Items from a dataset:
....................

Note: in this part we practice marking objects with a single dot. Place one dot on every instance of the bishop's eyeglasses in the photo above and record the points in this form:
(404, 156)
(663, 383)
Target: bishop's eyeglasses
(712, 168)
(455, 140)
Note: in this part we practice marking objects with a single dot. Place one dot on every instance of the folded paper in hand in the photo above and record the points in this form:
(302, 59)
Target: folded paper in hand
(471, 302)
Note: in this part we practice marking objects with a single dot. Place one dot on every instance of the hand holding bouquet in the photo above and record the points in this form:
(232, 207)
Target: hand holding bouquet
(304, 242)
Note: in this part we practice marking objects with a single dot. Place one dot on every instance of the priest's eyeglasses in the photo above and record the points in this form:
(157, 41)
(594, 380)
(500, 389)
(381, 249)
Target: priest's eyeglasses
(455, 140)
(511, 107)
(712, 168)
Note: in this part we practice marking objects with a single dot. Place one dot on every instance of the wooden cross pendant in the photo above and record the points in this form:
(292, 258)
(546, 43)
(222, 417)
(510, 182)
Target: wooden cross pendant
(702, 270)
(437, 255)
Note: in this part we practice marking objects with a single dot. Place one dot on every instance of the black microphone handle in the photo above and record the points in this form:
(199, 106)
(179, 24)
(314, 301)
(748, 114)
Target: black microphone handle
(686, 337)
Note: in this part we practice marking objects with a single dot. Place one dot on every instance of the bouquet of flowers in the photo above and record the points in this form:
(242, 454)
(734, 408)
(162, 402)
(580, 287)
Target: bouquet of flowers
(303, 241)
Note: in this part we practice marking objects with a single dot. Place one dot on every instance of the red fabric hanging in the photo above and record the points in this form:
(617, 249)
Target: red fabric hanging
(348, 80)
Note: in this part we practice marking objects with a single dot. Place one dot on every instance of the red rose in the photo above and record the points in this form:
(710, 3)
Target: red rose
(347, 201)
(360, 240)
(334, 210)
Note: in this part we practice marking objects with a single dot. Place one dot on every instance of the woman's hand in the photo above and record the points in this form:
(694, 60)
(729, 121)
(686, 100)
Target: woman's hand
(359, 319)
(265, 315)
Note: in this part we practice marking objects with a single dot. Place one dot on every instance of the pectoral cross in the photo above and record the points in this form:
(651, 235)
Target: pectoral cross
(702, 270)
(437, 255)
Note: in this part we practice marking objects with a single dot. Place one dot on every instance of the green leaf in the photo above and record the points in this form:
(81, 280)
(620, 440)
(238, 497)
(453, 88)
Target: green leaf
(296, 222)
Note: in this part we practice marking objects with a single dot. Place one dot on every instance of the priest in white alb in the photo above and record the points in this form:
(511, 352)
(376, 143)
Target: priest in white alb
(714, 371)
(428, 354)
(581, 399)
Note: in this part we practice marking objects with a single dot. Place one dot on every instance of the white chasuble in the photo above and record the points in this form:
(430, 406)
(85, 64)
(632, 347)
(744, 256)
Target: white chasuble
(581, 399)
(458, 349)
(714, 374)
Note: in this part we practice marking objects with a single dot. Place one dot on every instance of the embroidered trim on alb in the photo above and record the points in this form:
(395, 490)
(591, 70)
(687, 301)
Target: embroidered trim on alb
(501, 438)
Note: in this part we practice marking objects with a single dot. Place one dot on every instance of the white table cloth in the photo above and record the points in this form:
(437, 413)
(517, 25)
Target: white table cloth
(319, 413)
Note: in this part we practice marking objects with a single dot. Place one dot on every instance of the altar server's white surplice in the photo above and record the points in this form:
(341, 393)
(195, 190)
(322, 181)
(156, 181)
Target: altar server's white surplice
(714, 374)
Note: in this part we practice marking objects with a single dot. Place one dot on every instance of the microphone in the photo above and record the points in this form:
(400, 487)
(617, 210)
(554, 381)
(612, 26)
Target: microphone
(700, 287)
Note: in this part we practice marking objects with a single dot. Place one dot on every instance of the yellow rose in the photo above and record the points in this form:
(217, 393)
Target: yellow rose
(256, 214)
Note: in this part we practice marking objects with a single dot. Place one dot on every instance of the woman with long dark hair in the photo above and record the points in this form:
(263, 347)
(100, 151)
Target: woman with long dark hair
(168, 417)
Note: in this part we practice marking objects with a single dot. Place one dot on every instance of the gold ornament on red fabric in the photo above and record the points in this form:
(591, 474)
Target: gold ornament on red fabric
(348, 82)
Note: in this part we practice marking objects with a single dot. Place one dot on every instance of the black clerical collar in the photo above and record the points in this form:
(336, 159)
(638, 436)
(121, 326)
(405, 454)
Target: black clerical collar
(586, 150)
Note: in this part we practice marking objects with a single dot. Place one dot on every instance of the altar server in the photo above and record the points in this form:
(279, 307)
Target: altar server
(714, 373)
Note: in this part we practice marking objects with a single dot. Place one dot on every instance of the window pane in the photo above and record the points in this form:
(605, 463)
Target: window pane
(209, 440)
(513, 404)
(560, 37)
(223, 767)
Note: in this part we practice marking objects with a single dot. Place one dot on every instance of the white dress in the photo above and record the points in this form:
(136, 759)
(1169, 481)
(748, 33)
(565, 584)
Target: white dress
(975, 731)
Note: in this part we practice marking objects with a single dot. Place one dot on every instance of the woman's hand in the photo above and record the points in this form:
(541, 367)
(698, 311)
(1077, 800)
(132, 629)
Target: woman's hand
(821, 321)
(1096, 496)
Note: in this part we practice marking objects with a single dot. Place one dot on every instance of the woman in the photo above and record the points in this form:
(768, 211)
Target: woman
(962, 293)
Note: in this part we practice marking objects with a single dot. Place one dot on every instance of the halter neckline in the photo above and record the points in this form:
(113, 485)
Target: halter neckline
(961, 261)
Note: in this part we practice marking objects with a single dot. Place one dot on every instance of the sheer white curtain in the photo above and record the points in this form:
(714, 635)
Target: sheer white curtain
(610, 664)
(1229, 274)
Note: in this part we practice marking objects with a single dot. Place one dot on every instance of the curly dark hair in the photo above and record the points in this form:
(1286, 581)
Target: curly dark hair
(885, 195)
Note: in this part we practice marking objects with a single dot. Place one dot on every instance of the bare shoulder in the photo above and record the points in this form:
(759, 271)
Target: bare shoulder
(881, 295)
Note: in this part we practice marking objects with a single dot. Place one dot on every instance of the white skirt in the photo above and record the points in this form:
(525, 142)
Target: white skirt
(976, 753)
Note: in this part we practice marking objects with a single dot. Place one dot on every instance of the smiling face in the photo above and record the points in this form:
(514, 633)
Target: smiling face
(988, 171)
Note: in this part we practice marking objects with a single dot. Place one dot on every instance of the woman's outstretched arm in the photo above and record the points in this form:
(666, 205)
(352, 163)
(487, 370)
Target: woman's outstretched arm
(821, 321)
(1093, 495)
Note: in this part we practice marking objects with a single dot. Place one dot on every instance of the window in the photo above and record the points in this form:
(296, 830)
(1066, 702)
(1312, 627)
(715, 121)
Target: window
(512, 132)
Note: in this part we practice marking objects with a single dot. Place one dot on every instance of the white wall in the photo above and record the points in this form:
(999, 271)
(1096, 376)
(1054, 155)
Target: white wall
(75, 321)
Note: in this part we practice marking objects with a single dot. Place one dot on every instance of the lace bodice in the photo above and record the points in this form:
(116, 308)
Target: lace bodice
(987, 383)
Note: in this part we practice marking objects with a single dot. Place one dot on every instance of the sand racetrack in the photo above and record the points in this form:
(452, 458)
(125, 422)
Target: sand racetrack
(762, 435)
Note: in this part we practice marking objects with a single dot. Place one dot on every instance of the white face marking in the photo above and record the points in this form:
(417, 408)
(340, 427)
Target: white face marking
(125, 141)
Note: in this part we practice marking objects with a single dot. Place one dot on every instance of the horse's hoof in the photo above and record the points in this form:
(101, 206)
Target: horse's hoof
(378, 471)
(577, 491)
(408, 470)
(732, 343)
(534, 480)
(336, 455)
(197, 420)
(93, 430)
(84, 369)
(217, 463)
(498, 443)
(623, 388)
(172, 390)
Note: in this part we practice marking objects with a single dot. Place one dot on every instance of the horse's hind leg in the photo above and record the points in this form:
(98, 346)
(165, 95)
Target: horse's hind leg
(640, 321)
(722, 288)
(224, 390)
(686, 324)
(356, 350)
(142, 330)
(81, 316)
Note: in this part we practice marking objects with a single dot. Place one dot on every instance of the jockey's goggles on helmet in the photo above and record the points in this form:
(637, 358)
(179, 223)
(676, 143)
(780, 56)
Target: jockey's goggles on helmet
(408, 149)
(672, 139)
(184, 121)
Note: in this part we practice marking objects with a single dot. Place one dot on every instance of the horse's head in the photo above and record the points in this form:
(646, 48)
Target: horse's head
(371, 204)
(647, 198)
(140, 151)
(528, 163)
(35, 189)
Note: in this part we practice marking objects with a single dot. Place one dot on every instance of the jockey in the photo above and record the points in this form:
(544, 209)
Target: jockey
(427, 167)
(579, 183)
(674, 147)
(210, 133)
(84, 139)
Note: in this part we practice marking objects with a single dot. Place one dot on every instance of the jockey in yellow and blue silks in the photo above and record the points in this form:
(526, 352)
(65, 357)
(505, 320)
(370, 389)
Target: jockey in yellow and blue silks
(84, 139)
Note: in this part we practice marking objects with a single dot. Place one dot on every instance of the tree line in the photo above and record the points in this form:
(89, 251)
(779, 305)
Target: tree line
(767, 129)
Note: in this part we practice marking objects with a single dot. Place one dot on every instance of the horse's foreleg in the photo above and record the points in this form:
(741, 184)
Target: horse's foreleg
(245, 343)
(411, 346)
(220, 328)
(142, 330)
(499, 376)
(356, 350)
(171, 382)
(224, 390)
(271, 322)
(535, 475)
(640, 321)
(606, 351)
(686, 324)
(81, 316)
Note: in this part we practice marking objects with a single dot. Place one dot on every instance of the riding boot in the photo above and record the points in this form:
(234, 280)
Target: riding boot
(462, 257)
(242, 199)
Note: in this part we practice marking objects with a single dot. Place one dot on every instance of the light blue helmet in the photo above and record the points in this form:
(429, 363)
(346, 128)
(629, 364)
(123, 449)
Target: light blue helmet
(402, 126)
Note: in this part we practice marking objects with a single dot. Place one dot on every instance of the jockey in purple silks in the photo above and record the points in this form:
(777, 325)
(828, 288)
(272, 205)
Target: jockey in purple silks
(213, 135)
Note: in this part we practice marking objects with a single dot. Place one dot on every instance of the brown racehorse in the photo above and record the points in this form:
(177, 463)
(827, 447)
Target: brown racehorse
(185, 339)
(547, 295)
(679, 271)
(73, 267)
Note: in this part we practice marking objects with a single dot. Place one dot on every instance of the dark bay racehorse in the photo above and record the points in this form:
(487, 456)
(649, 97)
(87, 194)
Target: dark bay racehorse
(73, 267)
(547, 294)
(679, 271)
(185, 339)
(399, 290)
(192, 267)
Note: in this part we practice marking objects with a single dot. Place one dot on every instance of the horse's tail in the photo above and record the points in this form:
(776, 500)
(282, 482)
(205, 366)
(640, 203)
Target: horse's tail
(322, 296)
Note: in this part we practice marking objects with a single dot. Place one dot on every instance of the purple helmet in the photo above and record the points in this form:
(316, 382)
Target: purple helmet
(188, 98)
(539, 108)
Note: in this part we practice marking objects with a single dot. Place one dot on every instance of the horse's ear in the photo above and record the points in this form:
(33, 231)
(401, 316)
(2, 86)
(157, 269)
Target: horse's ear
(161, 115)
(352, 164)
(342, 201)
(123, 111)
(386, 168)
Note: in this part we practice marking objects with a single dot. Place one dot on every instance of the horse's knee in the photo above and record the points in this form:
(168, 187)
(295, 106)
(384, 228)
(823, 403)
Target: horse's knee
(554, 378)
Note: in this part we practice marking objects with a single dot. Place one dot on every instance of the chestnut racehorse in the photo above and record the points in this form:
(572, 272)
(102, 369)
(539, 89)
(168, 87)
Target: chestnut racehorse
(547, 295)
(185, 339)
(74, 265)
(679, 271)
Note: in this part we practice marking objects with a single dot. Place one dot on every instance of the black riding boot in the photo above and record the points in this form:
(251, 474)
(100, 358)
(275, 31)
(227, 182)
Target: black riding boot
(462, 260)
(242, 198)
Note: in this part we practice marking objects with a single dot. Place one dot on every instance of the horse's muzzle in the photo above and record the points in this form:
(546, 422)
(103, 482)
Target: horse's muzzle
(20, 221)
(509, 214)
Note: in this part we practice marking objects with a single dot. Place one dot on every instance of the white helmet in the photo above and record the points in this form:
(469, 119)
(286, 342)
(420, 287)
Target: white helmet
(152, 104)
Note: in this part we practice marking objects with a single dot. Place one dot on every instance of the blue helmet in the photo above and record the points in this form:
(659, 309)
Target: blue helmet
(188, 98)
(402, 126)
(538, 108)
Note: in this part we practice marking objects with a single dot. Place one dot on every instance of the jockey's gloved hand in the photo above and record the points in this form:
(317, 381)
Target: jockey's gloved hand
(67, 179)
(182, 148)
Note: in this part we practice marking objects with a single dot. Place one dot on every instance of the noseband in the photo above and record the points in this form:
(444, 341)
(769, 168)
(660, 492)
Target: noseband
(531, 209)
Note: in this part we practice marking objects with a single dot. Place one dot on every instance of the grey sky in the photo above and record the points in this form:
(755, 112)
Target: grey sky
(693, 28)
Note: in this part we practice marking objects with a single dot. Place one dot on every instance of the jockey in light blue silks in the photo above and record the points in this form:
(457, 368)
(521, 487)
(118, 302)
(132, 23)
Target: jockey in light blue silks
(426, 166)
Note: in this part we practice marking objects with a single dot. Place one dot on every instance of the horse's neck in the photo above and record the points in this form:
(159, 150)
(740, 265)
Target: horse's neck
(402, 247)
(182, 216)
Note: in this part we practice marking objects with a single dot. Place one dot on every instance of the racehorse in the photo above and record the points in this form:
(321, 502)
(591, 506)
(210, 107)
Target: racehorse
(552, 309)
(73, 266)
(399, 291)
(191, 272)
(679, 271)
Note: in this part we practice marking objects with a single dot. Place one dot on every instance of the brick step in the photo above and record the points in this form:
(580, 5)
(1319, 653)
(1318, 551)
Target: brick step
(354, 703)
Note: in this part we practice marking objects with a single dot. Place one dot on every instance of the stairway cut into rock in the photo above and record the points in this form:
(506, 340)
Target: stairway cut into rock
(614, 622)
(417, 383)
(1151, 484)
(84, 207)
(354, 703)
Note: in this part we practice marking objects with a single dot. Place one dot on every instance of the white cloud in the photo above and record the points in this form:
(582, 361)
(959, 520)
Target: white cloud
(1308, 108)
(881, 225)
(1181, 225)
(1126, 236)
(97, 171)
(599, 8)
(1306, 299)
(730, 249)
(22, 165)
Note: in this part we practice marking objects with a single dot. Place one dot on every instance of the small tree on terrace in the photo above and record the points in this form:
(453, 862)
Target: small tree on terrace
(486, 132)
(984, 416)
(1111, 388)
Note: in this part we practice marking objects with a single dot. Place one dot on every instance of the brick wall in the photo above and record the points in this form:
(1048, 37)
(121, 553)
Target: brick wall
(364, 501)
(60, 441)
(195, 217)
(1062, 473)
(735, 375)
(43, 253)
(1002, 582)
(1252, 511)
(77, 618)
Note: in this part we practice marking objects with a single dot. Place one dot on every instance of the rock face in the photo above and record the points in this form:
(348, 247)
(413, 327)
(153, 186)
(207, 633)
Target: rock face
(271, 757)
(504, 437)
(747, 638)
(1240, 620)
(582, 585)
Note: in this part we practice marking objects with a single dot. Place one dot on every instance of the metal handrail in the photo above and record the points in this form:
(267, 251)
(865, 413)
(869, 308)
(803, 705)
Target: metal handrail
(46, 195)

....................

» Instructions to follow
When you reach the line holding "the horse's muzzle" in the records above, begin reproducing exactly, stop after the line holding "the white helmet", and output nothing else.

» Answer space
Note: in this part we practice marking objects with a single dot. Place one dot on every instance of the horse's muzzle in the photo above and record the points in this form:
(546, 422)
(103, 482)
Target: horse's muzzle
(20, 221)
(509, 214)
Note: in this part we practice marking objects with a single dot. Place one dot on every instance of the white helmet in the photo above and record the points in this form:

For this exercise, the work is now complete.